SELECTED TEXT:
Flyerplesys
Perfectly adorable
Seraherrera
The movie is wonderful and true, an act of love in all its contradictions and complexity
Marva-nova
Amazing worth wacthing. So good. Biased but well made with many good points.
Woodyanders
This fifteen minute documentary offers a pretty interesting and informative glimpse at the making of "Friday the 13th Part VII: The New Blood." Lar Park-Lincoln reveals that she talked to various psychics to research her role as Tina. Diana Barrows expresses regret that her death scene was completely cut out while Elizabeth Kaiten discusses doing a reshoot for her death scene in which her character gets thrown out of a window (she originally got her stomach sliced open by a machete, but the make-up appliance under her shirt was noticeable and hence a reshoot was deemed necessary to rectify this). Composer Fred Mollin admits he found it challenging to do a score that didn't too closely emulate Harry Manfredini's work on the previous movies. Kevin Blair tells a funny story about flubbing a line of dialogue. However, the best stuff in this doc centers on how director John Carl Buechler and editor Barry Zetlin had to severely tone down the gore f/x in order to secure an R rating from the MPAA. Loaded with choice clips and gruesome splatter outtakes, it's essential viewing for fans of this particular entry in the popular horror franchise.

DATA TO EXAMINE:
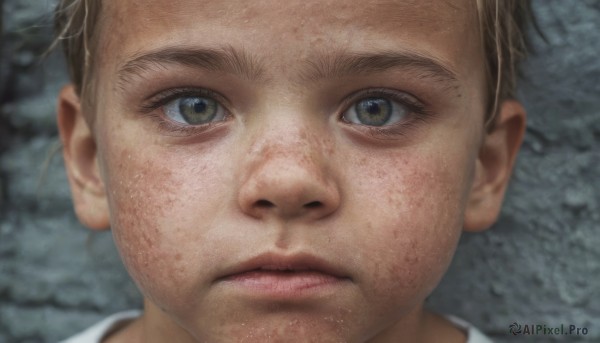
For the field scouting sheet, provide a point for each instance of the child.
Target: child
(295, 171)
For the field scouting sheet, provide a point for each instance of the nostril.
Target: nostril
(264, 203)
(313, 204)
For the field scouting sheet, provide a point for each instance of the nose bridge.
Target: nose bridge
(285, 155)
(287, 174)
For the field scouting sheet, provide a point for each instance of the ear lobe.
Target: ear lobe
(80, 155)
(494, 167)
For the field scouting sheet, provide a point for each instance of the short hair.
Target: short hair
(502, 26)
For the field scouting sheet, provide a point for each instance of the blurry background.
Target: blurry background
(539, 265)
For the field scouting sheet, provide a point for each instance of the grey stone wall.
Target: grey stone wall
(539, 265)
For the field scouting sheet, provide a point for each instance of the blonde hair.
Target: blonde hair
(501, 25)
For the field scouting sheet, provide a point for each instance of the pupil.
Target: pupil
(373, 107)
(199, 106)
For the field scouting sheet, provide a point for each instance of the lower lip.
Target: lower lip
(284, 284)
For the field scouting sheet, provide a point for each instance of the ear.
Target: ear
(494, 166)
(81, 162)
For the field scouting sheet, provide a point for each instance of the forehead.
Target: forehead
(292, 27)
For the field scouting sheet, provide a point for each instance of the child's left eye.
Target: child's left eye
(194, 110)
(376, 111)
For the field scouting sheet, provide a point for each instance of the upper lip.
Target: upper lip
(280, 262)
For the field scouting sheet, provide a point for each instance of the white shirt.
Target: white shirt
(96, 333)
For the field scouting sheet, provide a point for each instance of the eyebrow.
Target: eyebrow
(226, 59)
(324, 66)
(339, 65)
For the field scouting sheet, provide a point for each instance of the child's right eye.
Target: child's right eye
(194, 110)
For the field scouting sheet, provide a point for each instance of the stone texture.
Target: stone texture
(539, 265)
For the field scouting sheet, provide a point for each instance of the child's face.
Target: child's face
(338, 139)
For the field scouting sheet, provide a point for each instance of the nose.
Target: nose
(288, 178)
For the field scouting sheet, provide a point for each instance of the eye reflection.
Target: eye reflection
(376, 111)
(194, 110)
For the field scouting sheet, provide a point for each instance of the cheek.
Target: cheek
(412, 206)
(151, 220)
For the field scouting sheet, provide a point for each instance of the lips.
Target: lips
(285, 276)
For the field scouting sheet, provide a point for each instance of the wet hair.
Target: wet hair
(502, 26)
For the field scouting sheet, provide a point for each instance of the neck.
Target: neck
(155, 326)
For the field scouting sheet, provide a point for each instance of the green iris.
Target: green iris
(198, 110)
(374, 111)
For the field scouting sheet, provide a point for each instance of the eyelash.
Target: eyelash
(418, 112)
(161, 99)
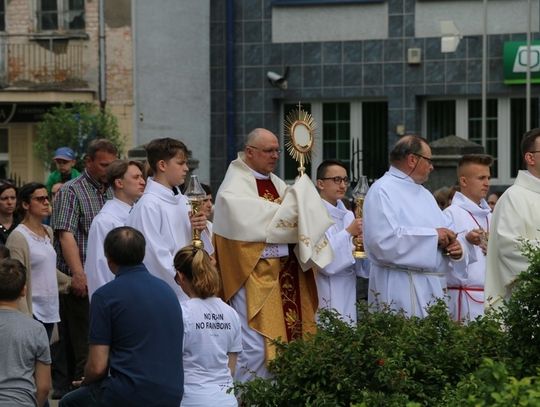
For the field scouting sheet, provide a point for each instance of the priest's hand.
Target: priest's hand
(198, 221)
(445, 237)
(454, 250)
(475, 236)
(355, 228)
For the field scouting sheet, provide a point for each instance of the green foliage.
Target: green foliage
(492, 385)
(387, 359)
(75, 127)
(390, 360)
(522, 314)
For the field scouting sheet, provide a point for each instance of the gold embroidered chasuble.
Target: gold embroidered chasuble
(243, 224)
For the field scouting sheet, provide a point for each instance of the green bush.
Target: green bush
(75, 127)
(522, 313)
(492, 385)
(390, 360)
(387, 359)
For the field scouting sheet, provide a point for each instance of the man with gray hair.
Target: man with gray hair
(262, 277)
(409, 241)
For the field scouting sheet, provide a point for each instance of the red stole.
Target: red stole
(288, 276)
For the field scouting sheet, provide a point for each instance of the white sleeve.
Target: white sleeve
(96, 267)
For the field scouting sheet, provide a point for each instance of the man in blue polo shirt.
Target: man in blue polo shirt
(135, 336)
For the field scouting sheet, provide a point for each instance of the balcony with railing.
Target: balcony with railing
(42, 64)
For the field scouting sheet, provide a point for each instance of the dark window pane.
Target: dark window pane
(344, 111)
(49, 5)
(372, 161)
(49, 21)
(518, 128)
(329, 112)
(441, 119)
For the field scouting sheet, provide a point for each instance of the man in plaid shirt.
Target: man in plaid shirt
(76, 204)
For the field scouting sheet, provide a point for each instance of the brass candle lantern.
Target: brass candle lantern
(195, 194)
(359, 194)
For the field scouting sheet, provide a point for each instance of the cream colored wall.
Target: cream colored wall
(22, 161)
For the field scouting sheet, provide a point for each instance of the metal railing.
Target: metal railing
(43, 63)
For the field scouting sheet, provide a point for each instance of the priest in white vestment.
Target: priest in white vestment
(471, 214)
(127, 182)
(336, 283)
(267, 238)
(409, 241)
(516, 216)
(163, 217)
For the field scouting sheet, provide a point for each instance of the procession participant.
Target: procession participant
(75, 206)
(136, 334)
(126, 180)
(470, 213)
(212, 337)
(409, 240)
(516, 216)
(163, 217)
(64, 159)
(253, 222)
(336, 283)
(25, 373)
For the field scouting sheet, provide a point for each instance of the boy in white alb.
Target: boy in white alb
(212, 333)
(126, 179)
(471, 215)
(336, 283)
(163, 217)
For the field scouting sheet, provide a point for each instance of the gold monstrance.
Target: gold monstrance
(195, 194)
(300, 129)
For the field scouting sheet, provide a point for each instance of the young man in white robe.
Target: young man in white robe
(127, 182)
(161, 216)
(409, 241)
(471, 214)
(516, 216)
(336, 283)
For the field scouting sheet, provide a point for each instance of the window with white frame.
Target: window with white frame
(505, 126)
(60, 15)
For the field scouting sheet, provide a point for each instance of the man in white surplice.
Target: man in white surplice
(409, 241)
(516, 216)
(336, 283)
(471, 214)
(127, 182)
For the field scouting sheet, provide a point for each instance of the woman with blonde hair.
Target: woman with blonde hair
(212, 335)
(31, 243)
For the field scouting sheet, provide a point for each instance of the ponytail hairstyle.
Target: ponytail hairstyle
(196, 266)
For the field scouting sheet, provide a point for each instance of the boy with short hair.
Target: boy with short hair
(163, 217)
(64, 158)
(336, 283)
(25, 370)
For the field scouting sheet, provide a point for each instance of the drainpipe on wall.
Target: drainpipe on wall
(231, 139)
(102, 57)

TASK DESCRIPTION:
Extract the passage of the reviews starting with "Flyerplesys" and going on through "many good points.". Rely only on the reviews, not on the rows or outside knowledge.

TASK OUTPUT:
Flyerplesys
Perfectly adorable
Seraherrera
The movie is wonderful and true, an act of love in all its contradictions and complexity
Marva-nova
Amazing worth wacthing. So good. Biased but well made with many good points.